Vorliegender Text —

------------------------------------------------------------

Foto: Local Coordination Committees in Syria/AP/dapd

Beirut - Kofi Annan, der Beauftragten der Vereinten Nationen und der Arabischen Liga, glaubt noch an ein Gelingen des von ihm vermittelten UN-Friedensplanes: Die syrische Regierung hatte laut Annan für Dienstag einem Rückzug der Armee aus den Städten zugestimmt, damit binnen 48 Stunden eine Waffenruhe umgesetzt werden kann. Es sei noch zu früh, um seinen Friedensplan und die darin vorgesehene Waffenruhe für gescheitert zu erklären, sagte der frühere UNO-Generalsekretär am Dienstag im türkischen Hatay nach Besuchen in Flüchtlingslagern an der Grenze zu Syrien.

------------------------------------------------------------

[Bildbeschriftungen mit Rahmen]

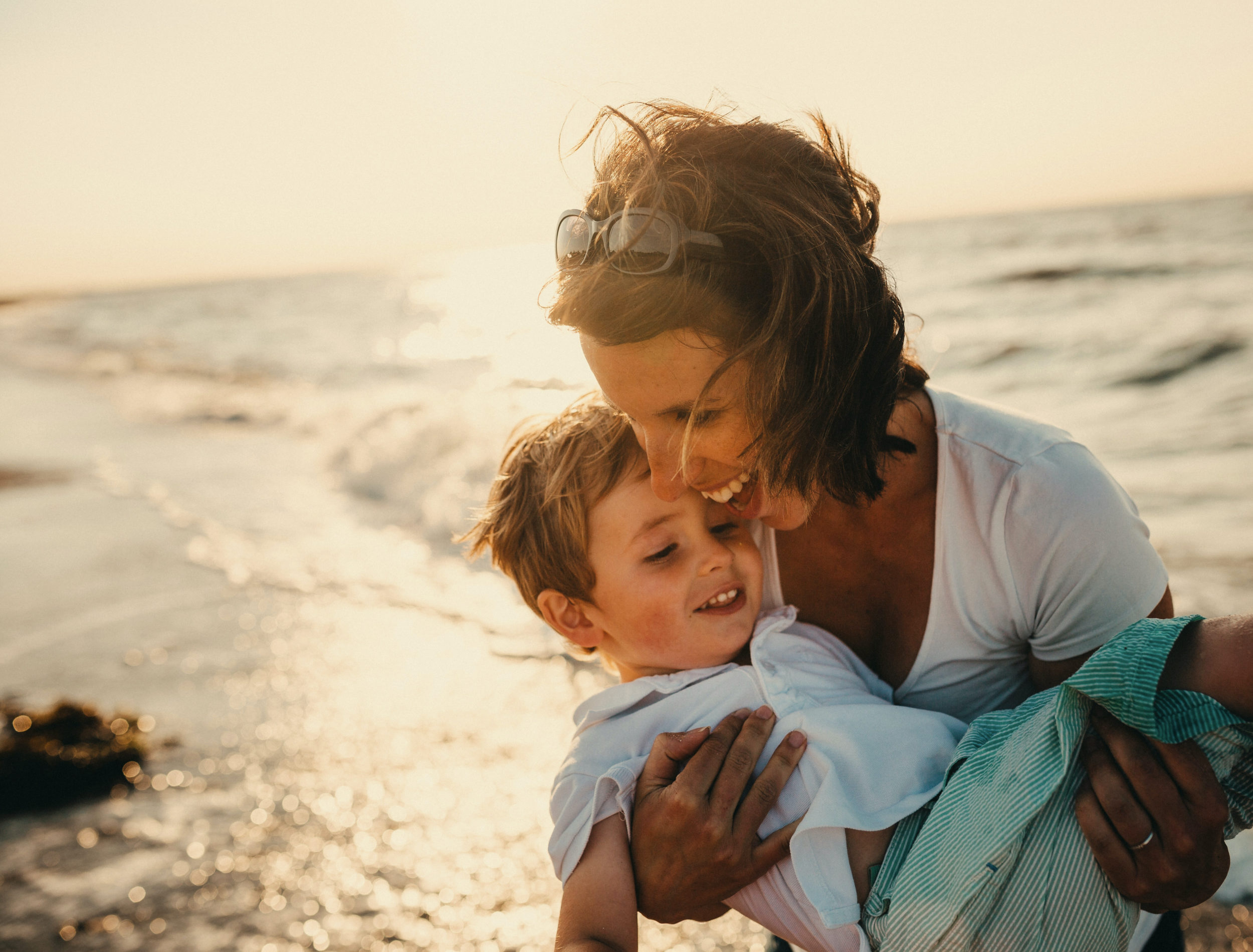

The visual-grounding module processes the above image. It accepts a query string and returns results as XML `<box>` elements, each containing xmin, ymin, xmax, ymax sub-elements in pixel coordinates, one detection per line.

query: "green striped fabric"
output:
<box><xmin>861</xmin><ymin>616</ymin><xmax>1253</xmax><ymax>952</ymax></box>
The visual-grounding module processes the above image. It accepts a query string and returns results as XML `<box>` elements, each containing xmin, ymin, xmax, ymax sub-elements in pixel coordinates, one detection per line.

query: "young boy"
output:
<box><xmin>469</xmin><ymin>400</ymin><xmax>1253</xmax><ymax>952</ymax></box>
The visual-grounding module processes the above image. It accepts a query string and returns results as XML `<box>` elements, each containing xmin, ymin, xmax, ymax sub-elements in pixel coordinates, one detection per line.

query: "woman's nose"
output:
<box><xmin>644</xmin><ymin>434</ymin><xmax>687</xmax><ymax>502</ymax></box>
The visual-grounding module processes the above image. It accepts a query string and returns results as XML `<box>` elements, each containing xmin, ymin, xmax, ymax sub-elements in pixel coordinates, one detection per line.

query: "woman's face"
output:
<box><xmin>583</xmin><ymin>328</ymin><xmax>811</xmax><ymax>528</ymax></box>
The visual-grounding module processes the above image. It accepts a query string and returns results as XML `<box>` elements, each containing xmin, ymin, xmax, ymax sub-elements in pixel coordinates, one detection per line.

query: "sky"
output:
<box><xmin>0</xmin><ymin>0</ymin><xmax>1253</xmax><ymax>297</ymax></box>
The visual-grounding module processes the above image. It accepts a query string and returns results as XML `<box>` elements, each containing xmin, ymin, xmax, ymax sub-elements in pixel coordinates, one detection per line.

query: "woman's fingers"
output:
<box><xmin>636</xmin><ymin>728</ymin><xmax>709</xmax><ymax>799</ymax></box>
<box><xmin>719</xmin><ymin>730</ymin><xmax>806</xmax><ymax>842</ymax></box>
<box><xmin>631</xmin><ymin>710</ymin><xmax>804</xmax><ymax>922</ymax></box>
<box><xmin>1149</xmin><ymin>738</ymin><xmax>1228</xmax><ymax>824</ymax></box>
<box><xmin>1075</xmin><ymin>709</ymin><xmax>1229</xmax><ymax>912</ymax></box>
<box><xmin>709</xmin><ymin>704</ymin><xmax>774</xmax><ymax>817</ymax></box>
<box><xmin>674</xmin><ymin>708</ymin><xmax>752</xmax><ymax>798</ymax></box>
<box><xmin>1075</xmin><ymin>779</ymin><xmax>1135</xmax><ymax>892</ymax></box>
<box><xmin>1083</xmin><ymin>709</ymin><xmax>1163</xmax><ymax>846</ymax></box>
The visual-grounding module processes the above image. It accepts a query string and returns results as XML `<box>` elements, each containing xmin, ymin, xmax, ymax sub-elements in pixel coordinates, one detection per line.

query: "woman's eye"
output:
<box><xmin>674</xmin><ymin>410</ymin><xmax>718</xmax><ymax>426</ymax></box>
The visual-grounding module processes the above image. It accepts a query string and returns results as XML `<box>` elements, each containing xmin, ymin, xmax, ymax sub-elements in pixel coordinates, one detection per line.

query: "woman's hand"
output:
<box><xmin>631</xmin><ymin>706</ymin><xmax>804</xmax><ymax>922</ymax></box>
<box><xmin>1075</xmin><ymin>708</ymin><xmax>1230</xmax><ymax>912</ymax></box>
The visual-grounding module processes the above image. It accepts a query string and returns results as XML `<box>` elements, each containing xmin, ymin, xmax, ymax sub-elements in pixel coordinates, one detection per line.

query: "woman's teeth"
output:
<box><xmin>701</xmin><ymin>472</ymin><xmax>751</xmax><ymax>502</ymax></box>
<box><xmin>697</xmin><ymin>589</ymin><xmax>739</xmax><ymax>611</ymax></box>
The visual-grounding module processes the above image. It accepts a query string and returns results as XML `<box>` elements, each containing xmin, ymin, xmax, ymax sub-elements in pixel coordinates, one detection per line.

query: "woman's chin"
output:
<box><xmin>737</xmin><ymin>486</ymin><xmax>813</xmax><ymax>532</ymax></box>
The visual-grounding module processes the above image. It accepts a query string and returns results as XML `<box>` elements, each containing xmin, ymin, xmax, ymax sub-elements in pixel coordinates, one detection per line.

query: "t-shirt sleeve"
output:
<box><xmin>549</xmin><ymin>756</ymin><xmax>647</xmax><ymax>886</ymax></box>
<box><xmin>1005</xmin><ymin>442</ymin><xmax>1168</xmax><ymax>661</ymax></box>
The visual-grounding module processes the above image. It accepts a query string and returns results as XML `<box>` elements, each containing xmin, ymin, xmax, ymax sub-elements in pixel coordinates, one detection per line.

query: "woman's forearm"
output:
<box><xmin>1159</xmin><ymin>615</ymin><xmax>1253</xmax><ymax>720</ymax></box>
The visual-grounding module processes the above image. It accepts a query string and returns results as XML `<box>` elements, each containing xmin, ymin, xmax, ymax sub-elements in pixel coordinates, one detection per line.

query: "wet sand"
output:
<box><xmin>0</xmin><ymin>371</ymin><xmax>763</xmax><ymax>952</ymax></box>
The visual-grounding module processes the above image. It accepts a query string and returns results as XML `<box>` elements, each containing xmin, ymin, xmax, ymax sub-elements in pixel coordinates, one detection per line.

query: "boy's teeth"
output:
<box><xmin>701</xmin><ymin>589</ymin><xmax>739</xmax><ymax>609</ymax></box>
<box><xmin>701</xmin><ymin>472</ymin><xmax>749</xmax><ymax>502</ymax></box>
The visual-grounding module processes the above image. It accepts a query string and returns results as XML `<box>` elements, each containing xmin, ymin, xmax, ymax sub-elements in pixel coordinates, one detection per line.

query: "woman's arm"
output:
<box><xmin>631</xmin><ymin>708</ymin><xmax>804</xmax><ymax>922</ymax></box>
<box><xmin>1075</xmin><ymin>606</ymin><xmax>1253</xmax><ymax>912</ymax></box>
<box><xmin>1027</xmin><ymin>585</ymin><xmax>1174</xmax><ymax>691</ymax></box>
<box><xmin>556</xmin><ymin>813</ymin><xmax>639</xmax><ymax>952</ymax></box>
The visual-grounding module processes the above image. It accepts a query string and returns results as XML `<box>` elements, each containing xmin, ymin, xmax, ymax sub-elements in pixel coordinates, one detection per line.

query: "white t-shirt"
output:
<box><xmin>549</xmin><ymin>606</ymin><xmax>966</xmax><ymax>952</ymax></box>
<box><xmin>753</xmin><ymin>386</ymin><xmax>1167</xmax><ymax>721</ymax></box>
<box><xmin>753</xmin><ymin>385</ymin><xmax>1168</xmax><ymax>952</ymax></box>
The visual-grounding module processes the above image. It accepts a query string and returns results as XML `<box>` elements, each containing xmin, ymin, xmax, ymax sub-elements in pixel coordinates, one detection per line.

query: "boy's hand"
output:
<box><xmin>631</xmin><ymin>706</ymin><xmax>804</xmax><ymax>922</ymax></box>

------------------------------------------------------------

Aufgabenstellung —
A) Schreib aus dem Text über den Syrien-Friedensplan den Abschnitt ab, der mit den Worten „Beirut - Kofi“ beginnt und mit „Grenze zu Syrien.“ schließt.
B) Liste bitte jede Zeile der Einträge auf, in der die Zeichenfolge „woman“ vorkommt, und beachte dabei Groß- und Kleinschreibung.

Richtige Lösungen —
A)
Beirut - Kofi Annan, der Beauftragten der Vereinten Nationen und der Arabischen Liga, glaubt noch an ein Gelingen des von ihm vermittelten UN-Friedensplanes: Die syrische Regierung hatte laut Annan für Dienstag einem Rückzug der Armee aus den Städten zugestimmt, damit binnen 48 Stunden eine Waffenruhe umgesetzt werden kann. Es sei noch zu früh, um seinen Friedensplan und die darin vorgesehene Waffenruhe für gescheitert zu erklären, sagte der frühere UNO-Generalsekretär am Dienstag im türkischen Hatay nach Besuchen in Flüchtlingslagern an der Grenze zu Syrien.

B)
query: "woman's nose"
query: "woman's face"
query: "woman's fingers"
query: "woman's eye"
query: "woman's hand"
query: "woman's teeth"
query: "woman's chin"
query: "woman's forearm"
query: "woman's arm"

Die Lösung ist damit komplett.